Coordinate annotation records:

☆ ☆ ☆

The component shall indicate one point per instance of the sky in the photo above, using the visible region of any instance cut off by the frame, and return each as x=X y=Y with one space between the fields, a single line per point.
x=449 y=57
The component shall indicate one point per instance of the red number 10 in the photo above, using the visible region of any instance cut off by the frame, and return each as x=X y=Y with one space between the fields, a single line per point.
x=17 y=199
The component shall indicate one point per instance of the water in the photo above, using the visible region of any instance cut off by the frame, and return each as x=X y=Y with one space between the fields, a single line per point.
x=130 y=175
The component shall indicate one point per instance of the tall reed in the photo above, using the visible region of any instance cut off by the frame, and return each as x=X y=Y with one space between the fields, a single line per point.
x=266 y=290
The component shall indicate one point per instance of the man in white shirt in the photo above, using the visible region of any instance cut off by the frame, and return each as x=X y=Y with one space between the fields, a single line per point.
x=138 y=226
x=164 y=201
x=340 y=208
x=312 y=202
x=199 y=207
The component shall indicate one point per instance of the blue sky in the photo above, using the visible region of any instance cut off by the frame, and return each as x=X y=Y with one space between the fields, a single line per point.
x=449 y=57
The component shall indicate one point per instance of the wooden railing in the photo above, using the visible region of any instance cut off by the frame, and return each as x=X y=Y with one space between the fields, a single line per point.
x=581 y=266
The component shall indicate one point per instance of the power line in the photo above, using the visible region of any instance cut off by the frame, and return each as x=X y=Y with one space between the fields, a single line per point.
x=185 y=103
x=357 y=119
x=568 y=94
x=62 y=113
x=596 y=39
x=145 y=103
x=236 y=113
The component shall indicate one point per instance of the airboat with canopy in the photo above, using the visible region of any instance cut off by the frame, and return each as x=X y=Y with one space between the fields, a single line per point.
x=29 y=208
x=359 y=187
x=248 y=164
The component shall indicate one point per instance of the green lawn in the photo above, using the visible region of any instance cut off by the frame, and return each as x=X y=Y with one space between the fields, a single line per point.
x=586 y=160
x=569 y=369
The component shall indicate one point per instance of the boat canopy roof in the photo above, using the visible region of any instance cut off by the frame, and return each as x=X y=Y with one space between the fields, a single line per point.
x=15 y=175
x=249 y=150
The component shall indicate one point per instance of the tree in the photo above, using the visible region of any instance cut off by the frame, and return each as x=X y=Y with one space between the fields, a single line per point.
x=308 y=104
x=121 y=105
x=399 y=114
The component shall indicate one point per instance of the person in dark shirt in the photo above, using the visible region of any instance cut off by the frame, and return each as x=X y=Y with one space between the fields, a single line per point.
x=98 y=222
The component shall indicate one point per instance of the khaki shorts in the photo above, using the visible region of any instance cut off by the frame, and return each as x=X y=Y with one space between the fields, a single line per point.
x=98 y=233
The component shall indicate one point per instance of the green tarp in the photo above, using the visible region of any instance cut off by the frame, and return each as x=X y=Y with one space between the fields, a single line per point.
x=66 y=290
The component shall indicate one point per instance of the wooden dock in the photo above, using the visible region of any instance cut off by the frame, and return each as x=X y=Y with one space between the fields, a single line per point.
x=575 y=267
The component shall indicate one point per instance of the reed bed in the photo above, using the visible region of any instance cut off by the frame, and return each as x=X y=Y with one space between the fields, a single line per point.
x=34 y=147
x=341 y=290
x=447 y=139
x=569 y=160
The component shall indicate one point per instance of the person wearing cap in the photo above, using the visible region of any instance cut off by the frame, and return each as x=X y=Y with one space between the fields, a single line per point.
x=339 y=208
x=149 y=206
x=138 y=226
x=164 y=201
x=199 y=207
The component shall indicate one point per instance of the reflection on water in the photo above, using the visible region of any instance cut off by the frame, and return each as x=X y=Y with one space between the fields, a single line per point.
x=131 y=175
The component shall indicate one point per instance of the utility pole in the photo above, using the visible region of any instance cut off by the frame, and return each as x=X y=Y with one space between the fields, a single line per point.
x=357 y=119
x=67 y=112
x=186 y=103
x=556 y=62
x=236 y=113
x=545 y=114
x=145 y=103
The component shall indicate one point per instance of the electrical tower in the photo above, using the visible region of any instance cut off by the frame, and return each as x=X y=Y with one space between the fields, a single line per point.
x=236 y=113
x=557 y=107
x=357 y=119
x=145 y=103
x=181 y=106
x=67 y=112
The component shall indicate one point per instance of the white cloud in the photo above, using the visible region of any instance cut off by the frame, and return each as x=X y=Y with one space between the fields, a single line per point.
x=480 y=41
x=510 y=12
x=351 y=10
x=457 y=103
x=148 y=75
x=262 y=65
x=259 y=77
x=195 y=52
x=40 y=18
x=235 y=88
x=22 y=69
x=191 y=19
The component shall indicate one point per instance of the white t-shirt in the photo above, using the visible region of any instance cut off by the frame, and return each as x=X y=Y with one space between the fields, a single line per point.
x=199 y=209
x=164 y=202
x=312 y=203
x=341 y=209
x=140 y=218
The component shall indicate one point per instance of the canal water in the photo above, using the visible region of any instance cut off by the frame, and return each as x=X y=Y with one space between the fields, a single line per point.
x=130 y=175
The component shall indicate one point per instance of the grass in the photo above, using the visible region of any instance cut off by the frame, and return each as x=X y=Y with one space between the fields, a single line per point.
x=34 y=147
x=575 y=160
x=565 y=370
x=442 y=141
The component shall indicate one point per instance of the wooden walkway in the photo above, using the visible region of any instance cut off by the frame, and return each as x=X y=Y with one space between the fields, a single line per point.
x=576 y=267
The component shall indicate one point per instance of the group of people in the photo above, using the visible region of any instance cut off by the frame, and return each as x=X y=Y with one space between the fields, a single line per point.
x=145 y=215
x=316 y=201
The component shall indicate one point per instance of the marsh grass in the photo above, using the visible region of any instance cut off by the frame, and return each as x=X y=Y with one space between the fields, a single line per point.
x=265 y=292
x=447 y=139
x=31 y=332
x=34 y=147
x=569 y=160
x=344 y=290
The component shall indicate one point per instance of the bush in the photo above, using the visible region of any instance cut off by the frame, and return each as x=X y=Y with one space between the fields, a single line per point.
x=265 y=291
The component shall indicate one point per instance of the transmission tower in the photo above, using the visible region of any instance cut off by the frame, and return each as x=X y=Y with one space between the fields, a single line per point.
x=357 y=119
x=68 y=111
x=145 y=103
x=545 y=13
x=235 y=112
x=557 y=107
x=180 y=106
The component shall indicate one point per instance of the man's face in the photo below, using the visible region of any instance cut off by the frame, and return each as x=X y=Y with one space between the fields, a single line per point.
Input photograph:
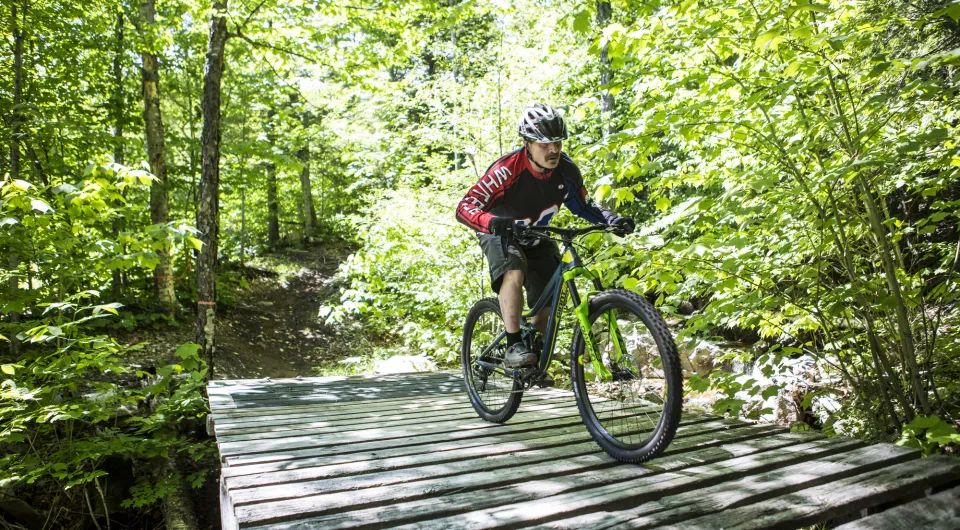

☆ ☆ ☆

(TASK DETAILS) Reproduce all of the records above verbatim, leaving out the pictures.

(COMPLETED EXERCISE)
The component shall indicate one point per instance of the sky in the photo above, using the visible region of any instance cut off by the frame, and return each as x=X y=Y with one space between the fields, a single line per point.
x=449 y=57
The component shall indicate one point per instance of the red number 10 in the photo above, using the visible region of any instance cut off by the frame, and return each as x=X y=Y with one space between the fields, a single line per point.
x=17 y=199
The component shall indicate one point per instance of the water in the photo above, using the visible region of any instance cut off by the frame, and return each as x=X y=Y with one space between the fields, a single line per point.
x=130 y=175
The component shall indicate one point per instance of the tall reed in the photo above, using the visible region of any instance cut off by the frame, and return each as x=X y=Y with one space between the fields, a single line per point.
x=266 y=290
The component shall indicate one point per instance of the man in white shirt in the photo above, using the visible region of any instance cut off by the frame, and return each as x=X y=Y with one space between the fields, a single line per point.
x=138 y=226
x=164 y=201
x=340 y=208
x=312 y=202
x=199 y=207
The component shall indicate one point per instance of the blue sky in the photo above, using the visible region of any instance cut off by the frame, and return each as x=X y=Y with one space between the fields, a single line per point.
x=449 y=57
The component shall indicate one point per instance of the wooden railing in the photo above, using the visible region of any instance cut off by the frame, and return each as x=X y=Y with one space between the fields, a single line per point.
x=581 y=266
The component shall indicate one point per instance of the power line in the photo above, using the visible region of any instance cut off by the frame, and return each as x=X y=Y with one space between the fields, a single line per point.
x=185 y=103
x=357 y=119
x=568 y=94
x=62 y=113
x=596 y=39
x=145 y=103
x=236 y=113
The component shall indicate one point per instance of the airboat with canopy in the photo above, using the visible region of any instance cut off by the frame, and return each as x=X y=Y with one space between the fields, a single line per point.
x=29 y=208
x=359 y=187
x=248 y=164
The component shall indicate one point per instance of the green lawn in the photo above, using the visible region of any instance cut off by the frame, and return each as x=X y=Y with one space between the fields, a single line per point.
x=586 y=160
x=569 y=369
The component shall indicate one point per instance of the boat canopy roof in the photo above, using the visible region of any instance cut off by the frame, and return each as x=X y=Y with one space between the fields, a single line per point.
x=15 y=175
x=249 y=150
The component shall indicate one point per instance of the tree in the photo above, using the visible region of any instance cut off by the frame, and return each as x=X y=Y with one space between the fields, a single line per point.
x=308 y=104
x=121 y=105
x=399 y=114
The component shall indicate one point per instance of the person in dark shirt in the photo above, using the visible region of any instance cut off by the frame, and return each as x=X y=Y with one space between the fields, a single line per point.
x=98 y=222
The component shall indicate one point per instance of the khaki shorts in the photo above, using the visible region of any instance cut off by the frame, and return each as x=X y=Y with one space between the fields, a single line per point.
x=98 y=233
The component shall indicate one point per instance of the green tarp in the photo above, using the visible region of any instance cut off by the frame, and return each as x=X y=Y with one space between the fields, a single line per point.
x=66 y=290
The component shall indicate one point per instance of the wooden dock in the photo above, using the visible region of any instance cut off by the frame, and return each as x=X y=Y with one space between the fields, a single line per point.
x=575 y=267
The component shall indicate one point per instance of the reed bed in the photo above, using the visible region of any instance cut off by the frame, and return each as x=X y=Y with one space between the fields, a single line per point.
x=34 y=147
x=341 y=290
x=447 y=139
x=569 y=160
The component shall indicate one point per instance of the person wearing cap in the photo above, using the visible region of any instance cut off by the frame, and return each as x=X y=Y with one space between the fields, a single line per point.
x=339 y=208
x=149 y=206
x=138 y=226
x=164 y=201
x=199 y=207
The component shall indicate one point per instance of the reflection on water in the photo above, using the visible region of any instance cut off by the frame, and return each as x=X y=Y with one space between the fields, a single line per point.
x=131 y=175
The component shall indicate one point per instance of the utility pole in the photo above, using the visible region of any instance cut off by the frame, and return each as x=X y=Y with one space between the fields, a single line per point.
x=357 y=119
x=67 y=112
x=186 y=103
x=556 y=62
x=236 y=113
x=545 y=114
x=145 y=103
The component shall indicate one point per instance of the electrical tower in the photo above, using the visible region of any instance cut off by the frame, and return each as x=X y=Y with one space between the fields, a single line per point.
x=236 y=113
x=557 y=107
x=357 y=119
x=145 y=103
x=181 y=106
x=67 y=112
The component shall indicate one point per instance of the white cloud in the photo above, using the visible region of any instance cut off by the frame, and return each as x=X y=Y with one space between the fields, a single line per point.
x=480 y=41
x=510 y=12
x=351 y=10
x=457 y=103
x=148 y=75
x=262 y=65
x=259 y=77
x=195 y=52
x=40 y=18
x=235 y=88
x=22 y=69
x=191 y=19
The component shall indicate one point per instance of the white t-shirt in the photo above, using the visible region of any instance cut off by the frame, and return each as x=X y=Y with one space between the fields, a single line per point.
x=199 y=209
x=164 y=202
x=312 y=203
x=341 y=209
x=140 y=218
The component shall indicate one point per instance of the canal water in the photo above, using the visible region of any instance cut off by the frame, and return each as x=X y=Y with one space between the fields, a single line per point.
x=130 y=175
The component shall indicate one point per instance of the grass in the photo above, using the visible region of any instance cut off by the frame, and return each as x=X y=Y with one space between the fields, a single line per point.
x=34 y=147
x=575 y=160
x=565 y=370
x=442 y=141
The component shall indicate one point per instance of the wooden walkway in the photo above, using the visible region of any instance cut off by the frame, and return each as x=X y=Y with one space between the fields, a single line per point.
x=576 y=267
The component shall indicate one point per instance of the group of people in the photo above, using the visible region of any instance cut off by the frame, and return each as x=X y=Y with one space between the fields, a single line per point.
x=145 y=215
x=316 y=201
The component shall indicate one point per instance of the marsh grass in the photo above, using the visible region of any instance cut off by the frame, and return each as x=X y=Y with one space between the fields, a single line per point.
x=265 y=292
x=447 y=139
x=31 y=332
x=34 y=147
x=569 y=160
x=344 y=290
The component shall indicate one point per instance of the bush in the photo above, using the visible region of any instance cut off by the frame, and return each as x=X y=Y with one space between the fields, a single line per point.
x=265 y=291
The component shall indicate one point per instance of the transmission tower in the photo above, using the visible region of any instance cut off by the frame, and return each as x=X y=Y with one space between the fields, a single line per point.
x=357 y=119
x=68 y=111
x=145 y=103
x=545 y=13
x=235 y=112
x=557 y=107
x=180 y=106
The component shall indicate one point per instance of the man's face in the photo below, using the visible region of any instance cut off by the frame, and return each as x=X y=Y with one space between the fields, a single line per point.
Input photograph:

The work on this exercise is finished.